[TEXTO DEL EJERCICIO]

Se trató de una forma revolucionaria de concebir el arte, sustentada en experimentar con los efectos lumínicos naturales, la pincelada dividida, la descomposición y yuxtaposición de las tonalidades cromáticas, la perspectiva visual del espectador y la recreación objetiva del paso gradual de los destellos sobre la apariencia de los objetos. ¡Una maravilla, pues, de juegos fugaces de luz y de reflejos efímeros en torno de la condición evanescente de las cosas! Quizá el más prodigioso canto pictórico a la supremacía infinita de la naturaleza en la historia del arte: marinas imantadas, parajes silvestres tornasolados, jardines de flores multicolores, nenúfares irisados, atardeceres bermellón, amaneceres incandescentes, mediodías translúcidos y las volátiles transparencias de ríos y océanos, aguas nutricias donde se refracta el prodigioso dios solar. Naturaleza que conforma el origen, el destino y el hábitat sagrado del ser humano.
Y a esa naturaleza, nicho primigenio y providencial, la civilización tecnocrática y despilfarradora le está infligiendo una estocada de muerte: el cambio climático. Basta ver las consecuencias funestas que sufrimos como globo terráqueo hoy en día: temperaturas congelantes, sequías que generan hambrunas, contaminación del aire y extenuación de los mantos freáticos mundiales. ¡Tragedias sin fin prohijadas por la mano suicida y ecocida del hombre!
Vale la pena referir la importancia particular de Los nenúfares (Les Nynphéas) de Monet, obra de su madurez pictórica, expuesta en paneles gigantescos, estructurada en forma oval y bañada con luz cenital, lo cual permite el máximo lucimiento de esas míticas flores acuáticas encendidas de color, que reverberan su luz irradiándola hacia un cosmos sin contornos, inextinguible y fluyente; un universo expansivo y acogedor acicalado mediante pinceladas verdes y lilas.

[/TEXTO DEL EJERCICIO]
[DATOS DEL EJERCICIO]

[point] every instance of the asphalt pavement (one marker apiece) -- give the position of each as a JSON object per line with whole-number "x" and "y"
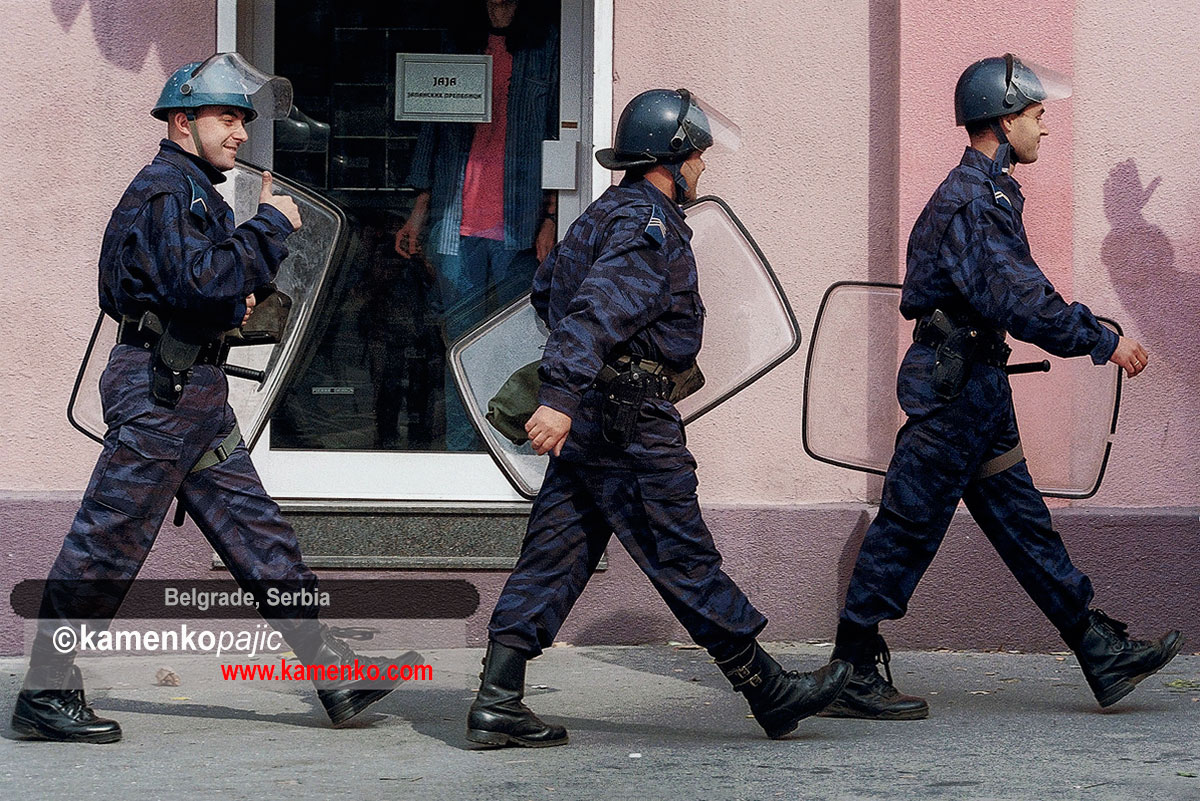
{"x": 646, "y": 722}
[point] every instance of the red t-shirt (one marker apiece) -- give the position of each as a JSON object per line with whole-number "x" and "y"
{"x": 483, "y": 190}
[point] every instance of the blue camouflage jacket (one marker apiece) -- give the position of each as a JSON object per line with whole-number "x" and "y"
{"x": 622, "y": 282}
{"x": 171, "y": 246}
{"x": 969, "y": 256}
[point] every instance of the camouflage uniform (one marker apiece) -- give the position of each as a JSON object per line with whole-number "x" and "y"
{"x": 622, "y": 282}
{"x": 969, "y": 257}
{"x": 172, "y": 247}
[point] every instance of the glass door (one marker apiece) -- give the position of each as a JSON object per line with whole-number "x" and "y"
{"x": 447, "y": 216}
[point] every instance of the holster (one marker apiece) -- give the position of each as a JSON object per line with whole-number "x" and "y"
{"x": 622, "y": 404}
{"x": 957, "y": 348}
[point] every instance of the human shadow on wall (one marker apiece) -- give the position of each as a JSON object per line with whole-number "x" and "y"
{"x": 1140, "y": 259}
{"x": 114, "y": 22}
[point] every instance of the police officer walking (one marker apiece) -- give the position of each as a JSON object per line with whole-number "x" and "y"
{"x": 177, "y": 273}
{"x": 970, "y": 279}
{"x": 619, "y": 296}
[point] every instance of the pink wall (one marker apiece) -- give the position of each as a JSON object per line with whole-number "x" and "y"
{"x": 78, "y": 79}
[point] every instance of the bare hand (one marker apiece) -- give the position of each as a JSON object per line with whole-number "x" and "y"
{"x": 408, "y": 238}
{"x": 547, "y": 431}
{"x": 545, "y": 241}
{"x": 286, "y": 205}
{"x": 1131, "y": 355}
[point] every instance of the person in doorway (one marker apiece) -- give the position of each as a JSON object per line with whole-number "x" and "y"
{"x": 970, "y": 279}
{"x": 480, "y": 215}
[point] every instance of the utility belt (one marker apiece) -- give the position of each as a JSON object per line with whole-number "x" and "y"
{"x": 958, "y": 347}
{"x": 628, "y": 383}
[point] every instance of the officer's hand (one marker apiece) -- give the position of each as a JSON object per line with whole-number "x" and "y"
{"x": 281, "y": 202}
{"x": 408, "y": 238}
{"x": 1131, "y": 355}
{"x": 547, "y": 431}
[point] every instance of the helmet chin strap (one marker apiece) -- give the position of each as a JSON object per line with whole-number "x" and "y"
{"x": 1002, "y": 162}
{"x": 681, "y": 182}
{"x": 196, "y": 134}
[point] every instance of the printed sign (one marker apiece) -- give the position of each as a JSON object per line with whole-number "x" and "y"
{"x": 443, "y": 88}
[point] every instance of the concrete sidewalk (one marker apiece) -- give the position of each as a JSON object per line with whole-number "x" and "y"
{"x": 646, "y": 722}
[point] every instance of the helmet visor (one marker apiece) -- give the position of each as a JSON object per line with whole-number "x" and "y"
{"x": 1038, "y": 84}
{"x": 229, "y": 76}
{"x": 706, "y": 127}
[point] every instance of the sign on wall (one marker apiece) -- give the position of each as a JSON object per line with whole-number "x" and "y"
{"x": 443, "y": 88}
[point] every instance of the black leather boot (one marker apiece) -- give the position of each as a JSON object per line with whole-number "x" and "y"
{"x": 1113, "y": 663}
{"x": 52, "y": 706}
{"x": 868, "y": 694}
{"x": 342, "y": 698}
{"x": 498, "y": 717}
{"x": 778, "y": 699}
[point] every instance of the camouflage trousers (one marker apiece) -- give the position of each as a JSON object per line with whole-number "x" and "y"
{"x": 655, "y": 516}
{"x": 145, "y": 462}
{"x": 939, "y": 452}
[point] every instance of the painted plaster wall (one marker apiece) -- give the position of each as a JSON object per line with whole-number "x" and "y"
{"x": 79, "y": 77}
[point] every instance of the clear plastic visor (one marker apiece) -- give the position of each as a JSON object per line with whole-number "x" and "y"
{"x": 725, "y": 133}
{"x": 1038, "y": 83}
{"x": 231, "y": 73}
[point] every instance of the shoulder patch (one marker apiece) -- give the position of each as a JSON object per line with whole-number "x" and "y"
{"x": 657, "y": 229}
{"x": 198, "y": 205}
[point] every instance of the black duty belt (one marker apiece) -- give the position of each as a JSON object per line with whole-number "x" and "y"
{"x": 989, "y": 347}
{"x": 133, "y": 331}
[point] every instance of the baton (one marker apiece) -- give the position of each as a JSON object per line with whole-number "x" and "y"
{"x": 1029, "y": 367}
{"x": 251, "y": 374}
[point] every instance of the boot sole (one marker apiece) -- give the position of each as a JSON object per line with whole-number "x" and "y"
{"x": 352, "y": 709}
{"x": 498, "y": 739}
{"x": 839, "y": 710}
{"x": 31, "y": 730}
{"x": 1126, "y": 686}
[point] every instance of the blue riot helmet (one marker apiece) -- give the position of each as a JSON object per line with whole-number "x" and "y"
{"x": 664, "y": 126}
{"x": 993, "y": 88}
{"x": 225, "y": 79}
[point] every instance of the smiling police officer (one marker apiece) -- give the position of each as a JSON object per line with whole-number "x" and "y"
{"x": 177, "y": 273}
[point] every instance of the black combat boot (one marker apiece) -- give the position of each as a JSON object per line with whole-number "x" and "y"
{"x": 342, "y": 698}
{"x": 498, "y": 717}
{"x": 1113, "y": 663}
{"x": 868, "y": 694}
{"x": 778, "y": 699}
{"x": 52, "y": 706}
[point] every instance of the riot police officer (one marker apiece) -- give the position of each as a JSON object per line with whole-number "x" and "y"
{"x": 619, "y": 297}
{"x": 970, "y": 279}
{"x": 175, "y": 273}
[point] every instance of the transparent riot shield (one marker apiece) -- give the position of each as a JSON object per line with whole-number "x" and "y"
{"x": 257, "y": 372}
{"x": 747, "y": 333}
{"x": 1067, "y": 413}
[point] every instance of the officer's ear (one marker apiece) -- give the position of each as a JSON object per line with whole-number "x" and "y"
{"x": 177, "y": 126}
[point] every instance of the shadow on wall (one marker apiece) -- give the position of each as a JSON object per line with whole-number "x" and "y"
{"x": 124, "y": 29}
{"x": 1141, "y": 264}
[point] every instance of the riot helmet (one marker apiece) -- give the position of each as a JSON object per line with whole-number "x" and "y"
{"x": 225, "y": 79}
{"x": 999, "y": 85}
{"x": 664, "y": 126}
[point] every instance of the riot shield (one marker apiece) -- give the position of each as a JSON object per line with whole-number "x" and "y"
{"x": 311, "y": 252}
{"x": 851, "y": 415}
{"x": 747, "y": 333}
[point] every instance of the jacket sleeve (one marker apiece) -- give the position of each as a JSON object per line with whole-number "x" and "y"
{"x": 999, "y": 278}
{"x": 627, "y": 288}
{"x": 207, "y": 278}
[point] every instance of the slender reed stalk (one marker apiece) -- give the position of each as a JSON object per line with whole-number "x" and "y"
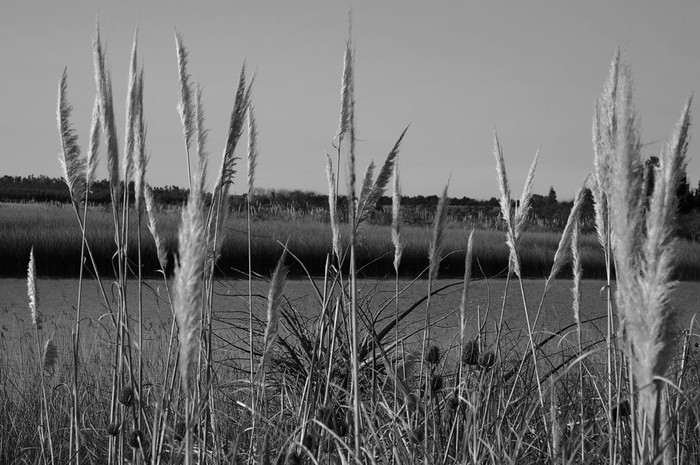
{"x": 251, "y": 164}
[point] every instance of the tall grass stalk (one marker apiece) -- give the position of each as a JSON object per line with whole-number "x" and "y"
{"x": 251, "y": 164}
{"x": 348, "y": 385}
{"x": 188, "y": 302}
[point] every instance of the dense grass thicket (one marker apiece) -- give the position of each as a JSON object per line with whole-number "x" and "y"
{"x": 53, "y": 233}
{"x": 341, "y": 387}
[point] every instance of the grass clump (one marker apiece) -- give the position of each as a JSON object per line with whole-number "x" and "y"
{"x": 349, "y": 380}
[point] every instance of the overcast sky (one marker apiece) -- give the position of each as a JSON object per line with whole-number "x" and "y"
{"x": 454, "y": 70}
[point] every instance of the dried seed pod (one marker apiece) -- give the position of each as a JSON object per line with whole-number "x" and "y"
{"x": 113, "y": 428}
{"x": 436, "y": 384}
{"x": 137, "y": 439}
{"x": 470, "y": 355}
{"x": 487, "y": 360}
{"x": 126, "y": 396}
{"x": 433, "y": 355}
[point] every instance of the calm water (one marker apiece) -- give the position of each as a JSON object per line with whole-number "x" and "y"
{"x": 58, "y": 302}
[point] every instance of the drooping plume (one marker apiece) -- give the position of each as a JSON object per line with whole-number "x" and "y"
{"x": 72, "y": 163}
{"x": 32, "y": 291}
{"x": 252, "y": 155}
{"x": 103, "y": 82}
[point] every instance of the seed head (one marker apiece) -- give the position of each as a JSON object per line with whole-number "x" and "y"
{"x": 470, "y": 356}
{"x": 487, "y": 360}
{"x": 433, "y": 356}
{"x": 126, "y": 396}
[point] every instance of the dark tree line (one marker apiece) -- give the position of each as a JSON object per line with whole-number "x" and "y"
{"x": 547, "y": 211}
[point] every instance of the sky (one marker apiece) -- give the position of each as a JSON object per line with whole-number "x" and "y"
{"x": 455, "y": 71}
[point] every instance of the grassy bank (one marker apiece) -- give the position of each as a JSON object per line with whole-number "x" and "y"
{"x": 53, "y": 233}
{"x": 340, "y": 385}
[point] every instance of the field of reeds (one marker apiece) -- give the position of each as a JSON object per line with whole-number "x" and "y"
{"x": 51, "y": 230}
{"x": 341, "y": 387}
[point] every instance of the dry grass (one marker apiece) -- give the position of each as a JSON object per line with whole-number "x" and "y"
{"x": 347, "y": 386}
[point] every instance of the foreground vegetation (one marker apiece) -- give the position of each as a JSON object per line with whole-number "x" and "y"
{"x": 343, "y": 387}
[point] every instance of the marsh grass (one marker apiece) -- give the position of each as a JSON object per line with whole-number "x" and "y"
{"x": 346, "y": 384}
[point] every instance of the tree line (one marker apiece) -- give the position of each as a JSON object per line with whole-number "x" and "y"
{"x": 547, "y": 211}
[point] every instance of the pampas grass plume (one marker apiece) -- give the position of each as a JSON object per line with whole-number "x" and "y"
{"x": 50, "y": 356}
{"x": 184, "y": 102}
{"x": 93, "y": 144}
{"x": 396, "y": 219}
{"x": 202, "y": 134}
{"x": 31, "y": 291}
{"x": 333, "y": 206}
{"x": 274, "y": 302}
{"x": 252, "y": 151}
{"x": 72, "y": 164}
{"x": 151, "y": 210}
{"x": 103, "y": 82}
{"x": 437, "y": 244}
{"x": 188, "y": 282}
{"x": 567, "y": 235}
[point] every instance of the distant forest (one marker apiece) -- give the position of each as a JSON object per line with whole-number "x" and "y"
{"x": 547, "y": 213}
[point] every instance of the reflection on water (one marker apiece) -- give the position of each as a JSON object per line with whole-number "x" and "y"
{"x": 58, "y": 303}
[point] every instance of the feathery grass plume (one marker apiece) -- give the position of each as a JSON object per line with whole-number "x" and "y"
{"x": 506, "y": 211}
{"x": 333, "y": 206}
{"x": 31, "y": 291}
{"x": 364, "y": 190}
{"x": 652, "y": 331}
{"x": 103, "y": 82}
{"x": 346, "y": 92}
{"x": 187, "y": 301}
{"x": 347, "y": 122}
{"x": 72, "y": 163}
{"x": 523, "y": 207}
{"x": 396, "y": 219}
{"x": 132, "y": 111}
{"x": 235, "y": 129}
{"x": 373, "y": 191}
{"x": 151, "y": 210}
{"x": 50, "y": 356}
{"x": 184, "y": 102}
{"x": 465, "y": 288}
{"x": 93, "y": 145}
{"x": 577, "y": 271}
{"x": 645, "y": 249}
{"x": 252, "y": 150}
{"x": 604, "y": 142}
{"x": 567, "y": 235}
{"x": 139, "y": 154}
{"x": 202, "y": 134}
{"x": 274, "y": 301}
{"x": 437, "y": 244}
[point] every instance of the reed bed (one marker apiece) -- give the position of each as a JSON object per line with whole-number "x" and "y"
{"x": 347, "y": 385}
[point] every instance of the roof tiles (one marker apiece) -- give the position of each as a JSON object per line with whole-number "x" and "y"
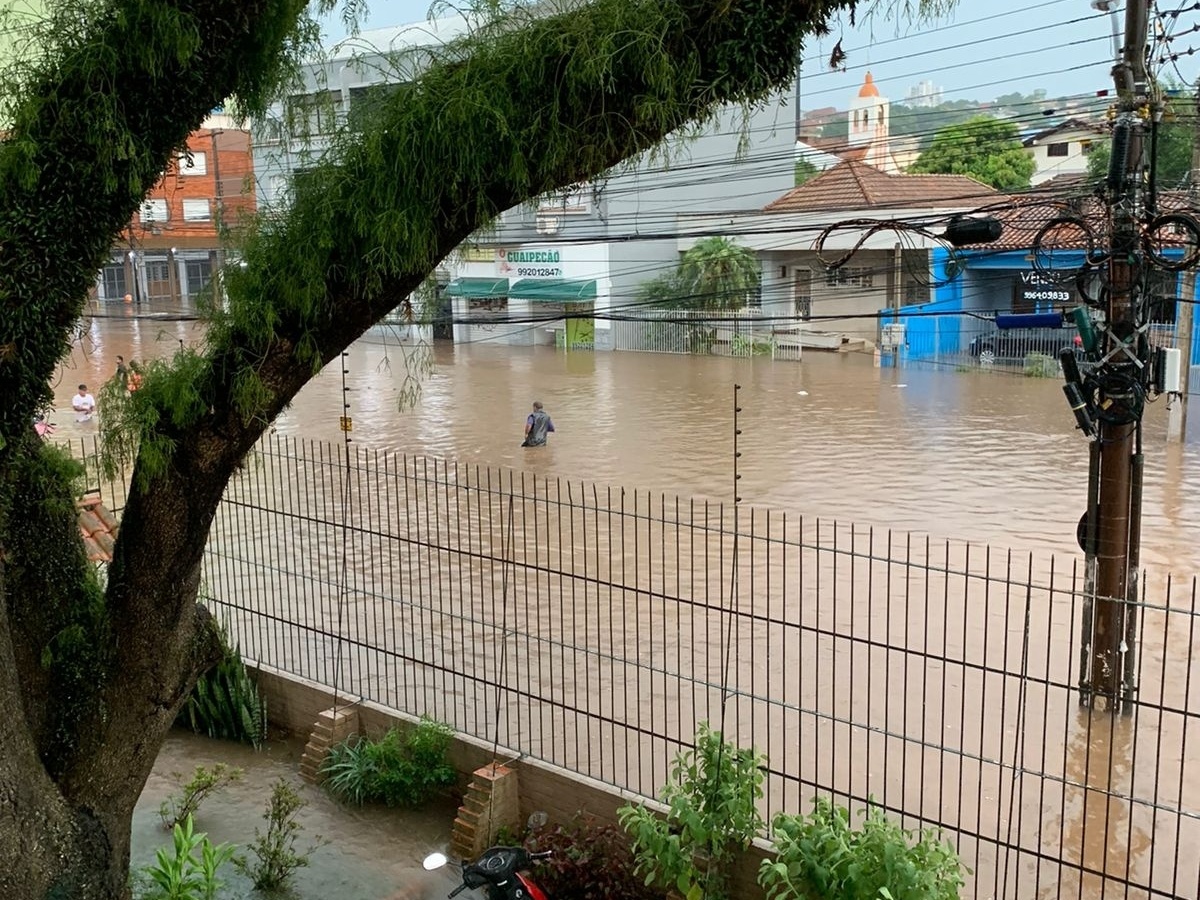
{"x": 852, "y": 184}
{"x": 97, "y": 527}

[/DATOS DEL EJERCICIO]

== TAREA POR REALIZAR ==
Por favor, reproduce sin cambios el fragmento del texto del ejercicio que va desde "Vale la pena" hasta "verdes y lilas.", ambos incluidos.

== SOLUCIÓN ==
Vale la pena referir la importancia particular de Los nenúfares (Les Nynphéas) de Monet, obra de su madurez pictórica, expuesta en paneles gigantescos, estructurada en forma oval y bañada con luz cenital, lo cual permite el máximo lucimiento de esas míticas flores acuáticas encendidas de color, que reverberan su luz irradiándola hacia un cosmos sin contornos, inextinguible y fluyente; un universo expansivo y acogedor acicalado mediante pinceladas verdes y lilas.